### Arbeitsauftrag A
Stimmen diese Aussagen mit dem Text zur Lage im Sudan überein? Beantworte jede mit Ja oder Nein und zitiere die entscheidenden Worte wörtlich: (i) Die Kämpfe im Sudan begannen Mitte April 2023. (ii) Die UN hat ihre politische Mission im Sudan ausgeweitet. (iii) Das Personal des Antikendienstes wird weiterhin vom Staat bezahlt.
### Arbeitsauftrag B
Warum ist der Konflikt laut dem Text zur Lage im Sudan auch eine Gefahr für das kulturelle Erbe des Landes? Antworte in ein bis drei Sätzen.
### Arbeitsauftrag C
Wie lautet der Satz „Die Versorgungslage ist katastrophal, die Infrastruktur liegt am Boden, die Zivilbevölkerung leidet.“ aus dem Text zur Lage im Sudan auf Englisch?

### Textauszug
━━━━━━━━

11.01.2024

Situation im Sudan und Auswirkungen auf das Naga-Projekt

Blick vom Gebel Naga in die Steppe, am Horizont geht die Sonne auf.© Naga Projekt

Im Sudan kämpfen seit Mitte April 2023 die sudanesische Armee und Paramilitärs (Rapid Support Forces – RSF) um die Macht. Mehr als 10.000 Menschen sollen seitdem getötet worden sein. Mindestens sechs Millionen Menschen sind nach UN-Angaben auf der Flucht. Die Versorgungslage ist katastrophal, die Infrastruktur liegt am Boden, die Zivilbevölkerung leidet. Zuletzt hat die UN ihre politische Mission im Sudan beendet. Die Eskalation der Gewalt ist eine humanitäre Katastrophe und ein schwerer Rückschlag für die Demokratiebewegung im Sudan.

Der Konflikt stellt auch eine akute Gefahr für das kulturelle Erbe des Sudan dar. Das Nationalmuseum in Khartum und die Infrastruktur des sudanesischen Antikendienstes (National Corporation of Antiquities and Museums – NCAM) liegen mitten im Kampfgebiet. Auch kulturelle Einrichtungen wie Universitätsgebäude gehören zu den Zielen der RSF. Staatsangestellte, darunter auch das Personal des Antikendienstes werden nicht mehr vom Staat bezahlt. Viele haben aus Sicherheitsgründen die Ballungszentren oder sogar das Land verlassen.

━━━━━━━━

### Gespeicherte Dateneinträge
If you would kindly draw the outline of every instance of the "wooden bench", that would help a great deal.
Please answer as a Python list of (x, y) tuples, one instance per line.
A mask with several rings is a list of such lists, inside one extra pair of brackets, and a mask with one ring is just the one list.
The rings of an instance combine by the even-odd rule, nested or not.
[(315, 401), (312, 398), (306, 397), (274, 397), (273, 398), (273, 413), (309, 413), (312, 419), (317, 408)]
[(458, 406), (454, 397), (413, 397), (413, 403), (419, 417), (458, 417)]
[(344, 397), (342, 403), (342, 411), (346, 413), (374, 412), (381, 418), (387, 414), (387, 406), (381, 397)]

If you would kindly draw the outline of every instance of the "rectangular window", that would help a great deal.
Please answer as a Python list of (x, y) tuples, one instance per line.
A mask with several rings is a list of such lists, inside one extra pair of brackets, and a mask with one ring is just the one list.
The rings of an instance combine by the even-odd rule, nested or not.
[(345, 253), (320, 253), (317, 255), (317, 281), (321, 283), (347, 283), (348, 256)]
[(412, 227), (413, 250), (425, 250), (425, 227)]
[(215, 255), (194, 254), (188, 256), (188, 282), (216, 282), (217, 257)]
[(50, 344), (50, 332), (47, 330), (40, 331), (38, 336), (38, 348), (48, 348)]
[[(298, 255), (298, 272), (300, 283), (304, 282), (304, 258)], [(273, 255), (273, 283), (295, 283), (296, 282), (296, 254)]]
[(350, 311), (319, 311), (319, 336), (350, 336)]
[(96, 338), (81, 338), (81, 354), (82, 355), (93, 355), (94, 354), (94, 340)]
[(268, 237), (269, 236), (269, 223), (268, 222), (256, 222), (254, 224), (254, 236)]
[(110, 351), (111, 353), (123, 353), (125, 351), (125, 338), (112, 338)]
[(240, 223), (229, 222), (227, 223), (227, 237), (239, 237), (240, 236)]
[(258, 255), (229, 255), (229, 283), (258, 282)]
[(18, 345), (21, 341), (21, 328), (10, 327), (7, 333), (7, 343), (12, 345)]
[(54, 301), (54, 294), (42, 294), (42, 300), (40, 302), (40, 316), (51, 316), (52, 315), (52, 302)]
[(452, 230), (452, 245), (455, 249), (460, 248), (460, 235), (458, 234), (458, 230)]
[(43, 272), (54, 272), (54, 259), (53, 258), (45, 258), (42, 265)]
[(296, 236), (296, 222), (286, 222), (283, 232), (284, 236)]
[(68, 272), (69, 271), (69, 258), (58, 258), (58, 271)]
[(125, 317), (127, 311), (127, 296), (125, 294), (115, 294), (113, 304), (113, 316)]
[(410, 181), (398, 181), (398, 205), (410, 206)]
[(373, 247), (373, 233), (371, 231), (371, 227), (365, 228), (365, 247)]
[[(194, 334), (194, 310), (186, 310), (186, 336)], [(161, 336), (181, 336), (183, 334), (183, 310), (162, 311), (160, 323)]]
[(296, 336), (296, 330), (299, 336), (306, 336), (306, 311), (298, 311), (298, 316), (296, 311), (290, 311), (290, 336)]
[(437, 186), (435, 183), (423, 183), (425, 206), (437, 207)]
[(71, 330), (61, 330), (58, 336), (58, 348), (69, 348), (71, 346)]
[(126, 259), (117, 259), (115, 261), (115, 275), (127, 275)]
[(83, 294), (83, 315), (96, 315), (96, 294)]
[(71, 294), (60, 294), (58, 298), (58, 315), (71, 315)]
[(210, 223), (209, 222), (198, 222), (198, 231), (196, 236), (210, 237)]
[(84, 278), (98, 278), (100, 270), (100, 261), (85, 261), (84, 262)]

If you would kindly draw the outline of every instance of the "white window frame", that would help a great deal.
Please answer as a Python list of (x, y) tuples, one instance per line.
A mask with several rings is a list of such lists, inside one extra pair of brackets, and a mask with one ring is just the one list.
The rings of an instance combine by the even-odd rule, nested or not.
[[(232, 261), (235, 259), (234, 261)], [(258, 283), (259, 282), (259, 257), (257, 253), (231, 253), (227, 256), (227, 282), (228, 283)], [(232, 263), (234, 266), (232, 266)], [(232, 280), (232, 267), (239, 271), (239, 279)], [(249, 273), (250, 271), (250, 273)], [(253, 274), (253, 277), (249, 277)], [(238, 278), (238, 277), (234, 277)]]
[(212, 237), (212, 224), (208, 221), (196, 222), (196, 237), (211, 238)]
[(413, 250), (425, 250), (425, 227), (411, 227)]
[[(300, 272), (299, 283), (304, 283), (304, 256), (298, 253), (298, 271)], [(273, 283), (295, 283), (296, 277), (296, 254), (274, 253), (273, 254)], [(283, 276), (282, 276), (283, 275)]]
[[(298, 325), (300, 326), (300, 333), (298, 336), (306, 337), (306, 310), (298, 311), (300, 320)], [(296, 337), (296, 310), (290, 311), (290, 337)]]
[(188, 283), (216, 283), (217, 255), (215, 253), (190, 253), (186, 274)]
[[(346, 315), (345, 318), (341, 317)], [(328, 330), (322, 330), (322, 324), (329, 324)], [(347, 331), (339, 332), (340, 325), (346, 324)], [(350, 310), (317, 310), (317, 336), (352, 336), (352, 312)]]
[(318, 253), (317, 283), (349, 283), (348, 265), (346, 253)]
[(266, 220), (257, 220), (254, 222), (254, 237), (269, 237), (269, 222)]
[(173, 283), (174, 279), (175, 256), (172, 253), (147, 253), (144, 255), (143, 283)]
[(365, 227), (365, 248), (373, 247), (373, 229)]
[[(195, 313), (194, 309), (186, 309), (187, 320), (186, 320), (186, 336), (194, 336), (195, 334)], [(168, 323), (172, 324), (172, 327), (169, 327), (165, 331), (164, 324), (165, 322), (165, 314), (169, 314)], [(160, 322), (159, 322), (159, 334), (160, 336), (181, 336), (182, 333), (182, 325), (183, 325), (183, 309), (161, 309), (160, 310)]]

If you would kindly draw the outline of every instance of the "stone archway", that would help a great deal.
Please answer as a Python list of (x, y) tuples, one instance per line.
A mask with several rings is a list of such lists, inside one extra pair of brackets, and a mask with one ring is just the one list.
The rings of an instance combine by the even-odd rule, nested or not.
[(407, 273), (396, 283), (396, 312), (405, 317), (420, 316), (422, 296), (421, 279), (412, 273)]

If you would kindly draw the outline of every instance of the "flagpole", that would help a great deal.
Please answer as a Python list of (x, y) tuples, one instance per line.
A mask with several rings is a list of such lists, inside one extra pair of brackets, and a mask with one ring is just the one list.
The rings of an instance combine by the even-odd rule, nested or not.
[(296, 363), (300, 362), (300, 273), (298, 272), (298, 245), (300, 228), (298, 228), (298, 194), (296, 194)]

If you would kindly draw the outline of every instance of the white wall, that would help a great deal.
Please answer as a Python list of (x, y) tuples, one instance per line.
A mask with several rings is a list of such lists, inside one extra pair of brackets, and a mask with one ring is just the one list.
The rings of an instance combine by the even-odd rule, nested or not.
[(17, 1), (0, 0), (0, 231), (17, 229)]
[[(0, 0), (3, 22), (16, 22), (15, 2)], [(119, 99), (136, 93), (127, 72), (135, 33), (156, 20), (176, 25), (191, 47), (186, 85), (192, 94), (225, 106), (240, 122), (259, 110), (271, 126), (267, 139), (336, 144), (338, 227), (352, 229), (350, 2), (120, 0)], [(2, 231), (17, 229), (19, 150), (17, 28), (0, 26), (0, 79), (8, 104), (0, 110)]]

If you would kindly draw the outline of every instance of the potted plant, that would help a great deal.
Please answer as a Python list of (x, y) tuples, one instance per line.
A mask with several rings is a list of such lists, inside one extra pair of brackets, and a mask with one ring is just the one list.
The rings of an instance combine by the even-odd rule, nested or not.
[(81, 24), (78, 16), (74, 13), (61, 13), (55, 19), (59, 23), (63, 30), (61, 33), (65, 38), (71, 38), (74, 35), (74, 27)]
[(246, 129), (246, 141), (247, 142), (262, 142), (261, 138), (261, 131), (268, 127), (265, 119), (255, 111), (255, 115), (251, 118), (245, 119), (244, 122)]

━━━━━━━━

### Lösung A
(i) Ja: „Im Sudan kämpfen seit Mitte April 2023 die sudanesische Armee und Paramilitärs (Rapid Support Forces – RSF) um die Macht.“
(ii) Nein: „Zuletzt hat die UN ihre politische Mission im Sudan beendet.“
(iii) Nein: „Staatsangestellte, darunter auch das Personal des Antikendienstes werden nicht mehr vom Staat bezahlt.“

### Lösung B
Das Nationalmuseum in Khartum und die Infrastruktur des sudanesischen Antikendienstes (NCAM) liegen mitten im Kampfgebiet. Außerdem gehören kulturelle Einrichtungen wie Universitätsgebäude zu den Zielen der RSF.

### Lösung C
The supply situation is catastrophic, the infrastructure lies in ruins, and the civilian population is suffering.